**Passage shown**
━━━━━━━━━━━━━━━━
Friday, March 30, 2012

2 Kings 1 & 2 - Ahaziah's Judgment/Elijah and Elisha

LINK: 2 Kings 1 & 2


Overview of 2 KINGS

Memory Pointer: 2 Kings is all about 2 Kingdoms. 1 Kings was about 1 Kingdom until it was split into two parts at the middle of the book (End of chapter 11 out of 22).

2 Kings continues the story of the bad kings of Israel until its captivity and dispersion by the Assyrians in 2 Kings 17. 

Memory Pointer: 2 Kings is 17 bad kings of Israel until 2 Kings 17.

It is also about the six good and ten bad kings of Judah that lasted 150 years longer than Israel until its 70 year captivity in Babylon.

It also tells the shining stories of two men of God: Elijah and Elisha!


1 Kings 1

Ahaziah of Israel - 1 Kings 22:40-2 Kings 1:18
Reigned: 853-852 BC for 2 years
Character: Bad
Overlap with Judah's King: Coregency of Jehosphaphat and Jehoram (853-848 B.C.) 
Manner of Death: Fell through a lattice
Parallel Story: 2 Chronicles 20:35-37

Ahaziah hurt himself in a fall and showed just how far he had fallen from the Lord God of Israel by asking his messengers to go and consult Baal-Zebub. Baal-Zebub was a popular, male fertility god that also had curative powers. The angel of the LORD (the preincarnate Christ!) gave a message for Elijah to deliver to his messengers that let them know exactly how He felt about that: 
"You are going to die for consulting a pagan god instead of Me!" 
Ahaziah knew exactly who he was dealing with. Elijah was the same guy who gave Ahaziah's parents, Ahab and Jezebel, so many problems! Many of his soldiers died by fire trying to get Elijah to come down to meet with Ahaziah. The angel of the LORD finally directed him to go down. He pronounced God's judgment to Ahaziah directly, and Ahaziah died. Because Ahaziah had no son, his brother, Jehoram (Joram) became king in his place in 852 BC. The king of Judah at that time was also named Jehoram!

1 Kings 2 - Elijah Passes the Mantle to Elisha

In this chapter, Elijah is taken up in a whirlwind with a chariot and horses of fire. Before he did that he walked while Elisha faithfully followed, refusing to be left behind. They walked by four significant different places that are significant in Israel's history:
1) Gilgal - the first place after the Israelites crossed the Jordan and where they submitted to the covenant of circumcision before they entered the Promised Land (Joshua 4). 
2) Bethel - Abraham worshipped there (Genesis 12 & 13). Jacob saw the ladder to heaven and vowed to make his father's God His God if God continued to bless and care (Genesis 28). By Genesis 35, Jacob had returned to Bethel and made Isaac's God, his God.

3) Jericho - The sight of Israel's first victory in the Promised Land (Joshua 5 & 6). 
4) Jordan River - God opened this river to let them into the Promised Land (Joshua 1-4).
━━━━━━━━━━━━━━━━
**Data excerpts**
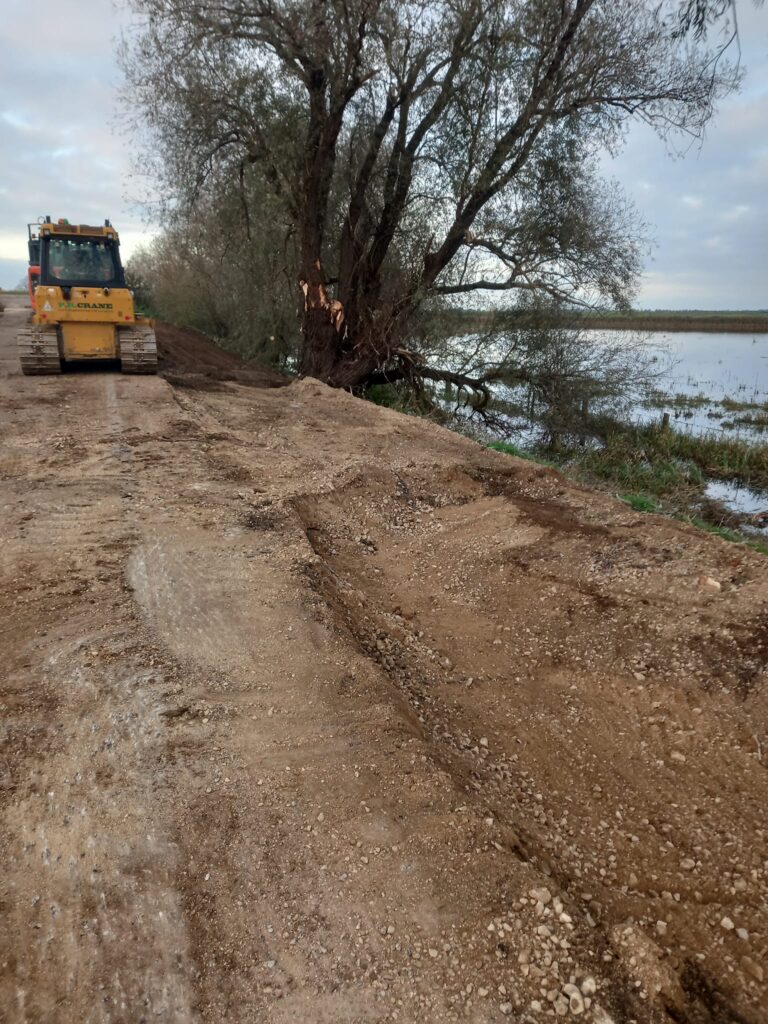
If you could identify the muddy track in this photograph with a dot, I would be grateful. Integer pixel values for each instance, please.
━━━━━━━━━━━━━━━━
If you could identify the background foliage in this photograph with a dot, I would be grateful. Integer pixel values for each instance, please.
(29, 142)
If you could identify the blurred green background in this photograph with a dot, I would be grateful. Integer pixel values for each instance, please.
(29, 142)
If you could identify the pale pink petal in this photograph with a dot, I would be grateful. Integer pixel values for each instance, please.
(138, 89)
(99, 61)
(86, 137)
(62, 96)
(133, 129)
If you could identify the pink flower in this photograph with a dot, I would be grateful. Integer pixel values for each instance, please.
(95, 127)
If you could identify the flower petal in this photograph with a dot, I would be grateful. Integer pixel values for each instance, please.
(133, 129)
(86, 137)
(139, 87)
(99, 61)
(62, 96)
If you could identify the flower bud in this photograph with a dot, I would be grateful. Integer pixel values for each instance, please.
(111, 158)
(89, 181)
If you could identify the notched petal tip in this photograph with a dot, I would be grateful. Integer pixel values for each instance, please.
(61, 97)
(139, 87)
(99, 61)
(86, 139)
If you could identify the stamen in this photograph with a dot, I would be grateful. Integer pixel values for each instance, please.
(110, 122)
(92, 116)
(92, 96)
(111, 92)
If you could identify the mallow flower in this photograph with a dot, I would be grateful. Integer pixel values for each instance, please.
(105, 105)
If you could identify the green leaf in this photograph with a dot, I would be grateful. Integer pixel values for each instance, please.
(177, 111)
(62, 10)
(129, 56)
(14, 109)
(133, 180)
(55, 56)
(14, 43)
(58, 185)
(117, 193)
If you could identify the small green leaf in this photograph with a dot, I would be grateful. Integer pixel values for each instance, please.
━━━━━━━━━━━━━━━━
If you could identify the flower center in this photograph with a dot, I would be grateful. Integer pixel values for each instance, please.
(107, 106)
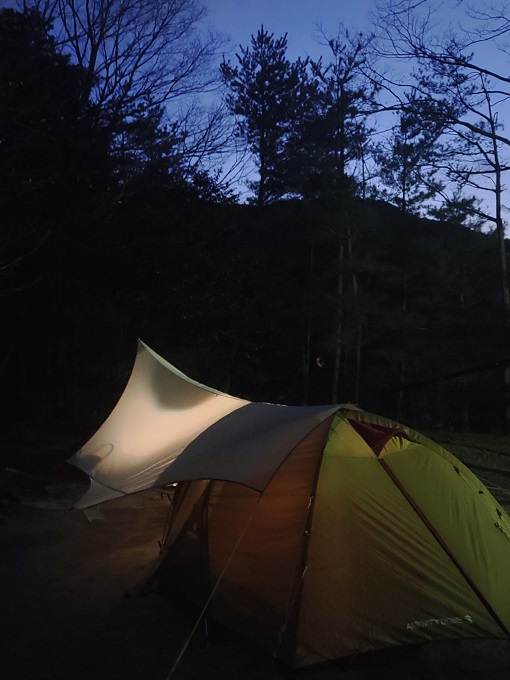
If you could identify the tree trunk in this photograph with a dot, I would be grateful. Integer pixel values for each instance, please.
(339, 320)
━━━━━━━━━━━━━━━━
**The task**
In the study of 2 Kings 1 & 2, who became king of Israel after Ahaziah, and why?

**Your solution**
His brother Jehoram (Joram) became king, because Ahaziah had no son.